* **Exercise instructions**:
Lines holding the string "target" in the listing below are to be copied.
──────────
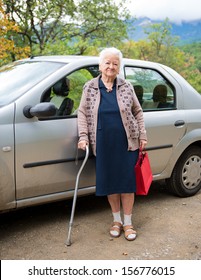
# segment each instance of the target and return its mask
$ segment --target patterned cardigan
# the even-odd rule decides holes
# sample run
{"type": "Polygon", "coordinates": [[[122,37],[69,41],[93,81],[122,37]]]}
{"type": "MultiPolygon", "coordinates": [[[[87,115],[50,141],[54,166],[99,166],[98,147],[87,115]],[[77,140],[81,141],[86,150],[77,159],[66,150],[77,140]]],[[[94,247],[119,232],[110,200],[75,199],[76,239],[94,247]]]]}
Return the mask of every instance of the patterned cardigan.
{"type": "MultiPolygon", "coordinates": [[[[100,104],[99,78],[100,76],[84,85],[78,108],[79,141],[86,140],[90,143],[94,155],[96,155],[96,130],[100,104]]],[[[139,139],[147,140],[143,111],[133,86],[122,78],[117,77],[116,80],[117,103],[128,139],[128,150],[134,151],[139,148],[139,139]]]]}

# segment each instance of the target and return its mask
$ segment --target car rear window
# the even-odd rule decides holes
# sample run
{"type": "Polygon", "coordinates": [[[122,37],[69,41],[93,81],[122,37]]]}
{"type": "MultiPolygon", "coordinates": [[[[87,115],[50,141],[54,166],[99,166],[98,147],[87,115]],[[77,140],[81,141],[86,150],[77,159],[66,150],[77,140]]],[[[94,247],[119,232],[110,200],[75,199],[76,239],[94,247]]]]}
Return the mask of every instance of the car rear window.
──────────
* **Result of the exercise**:
# segment each instance of the target and return its mask
$ segment --target patterned cardigan
# segment each instance of the target and return its mask
$ segment --target car rear window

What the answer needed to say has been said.